SOURCE:

---*---

I’m trying to get get my macro to do an extra evaluation of its result before returning it. Can this be done without eval?

I'm trying to solve the problem in exercise 4 below:

  1. Define a macro nth-expr that takes an integer n and an arbitrary number of expressions, evaluates the nth expression and returns its value. This exercise is easy to solve, if you assume that the first argument is a literal integer.

4. As exercise 3, but assume that the first argument is an expression to be evaluated.

It's easy to get the macro to pick the right expression:

(defmacro nth-expr% (n &rest es)
  `(nth ,n ',es))

CL-USER> (defvar i 1)
I
CL-USER> (nth-expr% (1+ i) (+ 2 3) (- 4 3) (+ 3 1))
(+ 3 1)

The expression (+ 3 1) is the one we want, but we want the macro to evaluate it to 4 before returning it.

It can of course be done with eval:

(defmacro nth-expr%% (n &rest es)
  `(eval (nth ,n ',es)))

CL-USER> (nth-expr%% (1+ i) (+ 2 3) (- 4 3) (+ 3 1))
4

But is there another way?

It feels like the solution should be to put the body of nth-expr% in a helper macro and have the top level macro only contain an unquoted call to this helper:

(defmacro helper (n es)
  `(nth ,n ',es))

(defmacro nth-expr (n &rest es) ; doesn't work!
  (helper n es))

The idea is that the call to helper would return (+ 3 1), and this would then be the expansion of the call to nth-expr, which at run-time would evaluate to 4. It blows up, of course, because N and ES get treated like literals.

like image 732
Knuto Avatar asked May 11 '19 15:05

Knuto


1 Answers

That's not that easy.

Using eval is not good, since eval does not evaluate the code in the local lexical environment.

Remember, if we allow an expression to be evaluated to determine the number of another expression to execute, then we don't know this number at macro expansion time - since the expression could be based on a value that needs to be computed - for example based on some variable:

(nth-expression
   foo
 (bar)
 (baz))

So we might want to think about code which does that:

(case foo
  (0 (bar))
  (1 (baz)))

CASE is evaluating foo and then uses the result to find a clause which has the same value in its head. The consequent forms of that clause then will be evaluated.

Now we need to write code which expands the former into the latter.

This would be a very simple version:

(defmacro nth-expression (n-form &body expressions)
  `(case ,n-form
     ,@(loop for e in expressions
             and i from 0
             collect `(,i ,e))))

Question: what might be drawbacks of using CASE like that?

---*---

TASKS TO CARRY OUT:
(1) According to the answer in the macro discussion, why is using eval not good?
(2) Decide whether each statement agrees with the macro discussion, giving yes or no and quoting the words that decide it: (a) The exercise calls nth-expr easy to solve if the first argument is assumed to be a literal integer. (b) The version of nth-expr that calls the helper macro works. (c) CASE uses the value of foo to find a clause with the same value in its head.
None of the data is needed.

[Point annotation records]
---*---

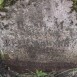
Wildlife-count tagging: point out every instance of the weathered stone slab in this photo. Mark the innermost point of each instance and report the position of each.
(39, 31)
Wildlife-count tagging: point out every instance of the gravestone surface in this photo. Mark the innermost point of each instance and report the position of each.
(41, 31)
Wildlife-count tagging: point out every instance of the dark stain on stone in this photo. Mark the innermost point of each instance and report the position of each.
(27, 66)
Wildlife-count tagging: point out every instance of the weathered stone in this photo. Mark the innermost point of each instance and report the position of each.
(40, 31)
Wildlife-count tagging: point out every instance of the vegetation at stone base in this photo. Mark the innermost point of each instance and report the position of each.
(4, 3)
(74, 6)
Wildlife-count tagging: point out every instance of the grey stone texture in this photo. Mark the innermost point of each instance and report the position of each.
(40, 31)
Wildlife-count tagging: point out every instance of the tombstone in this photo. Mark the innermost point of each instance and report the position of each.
(39, 34)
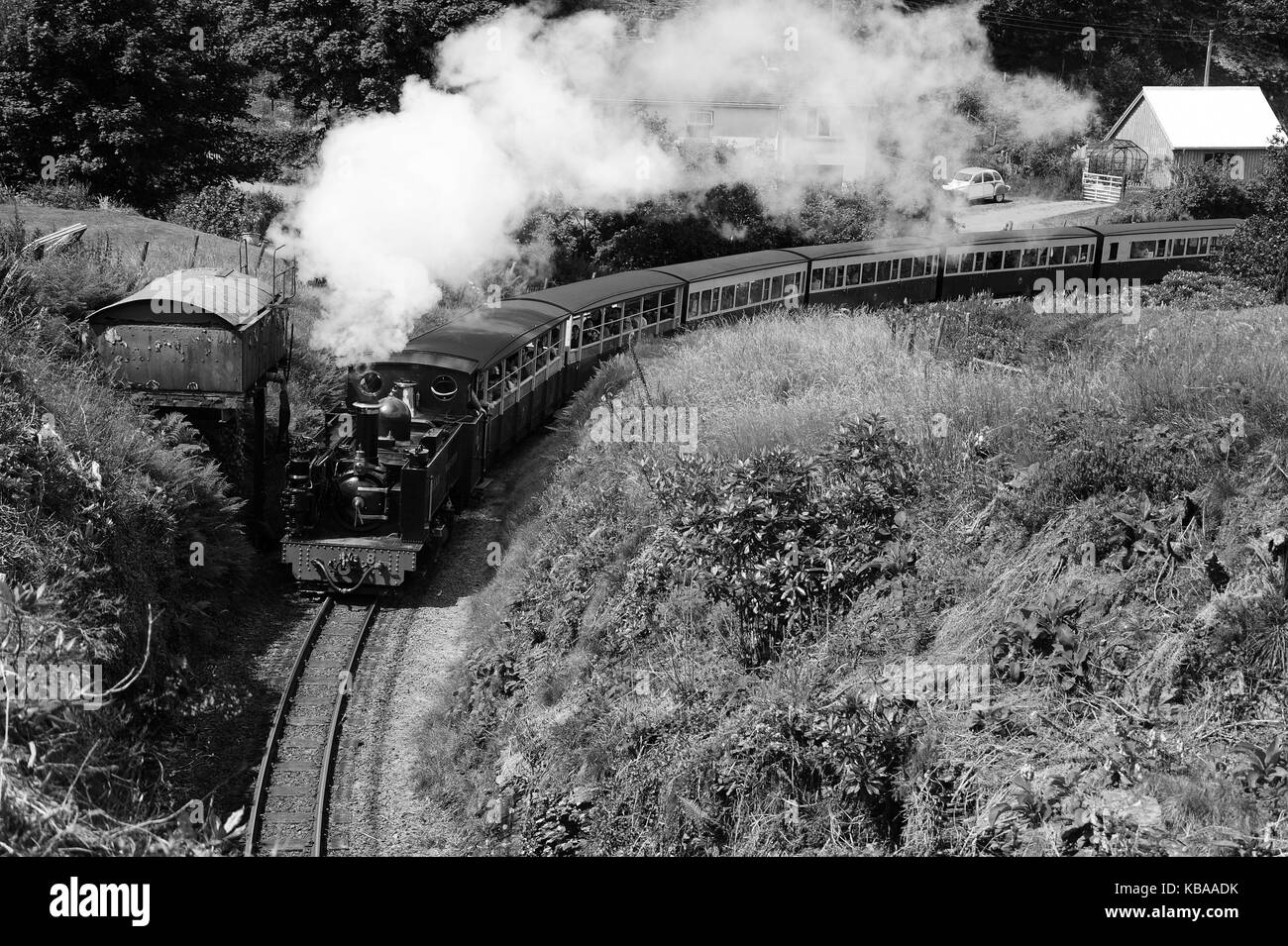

---*---

WRITTEN RESPONSES:
(1) Eval does not evaluate the code in the local lexical environment.

(2)
(a) Yes: "This exercise is easy to solve, if you assume that the first argument is a literal integer."
(b) No: "doesn't work!"
(c) Yes: "CASE is evaluating foo and then uses the result to find a clause which has the same value in its head."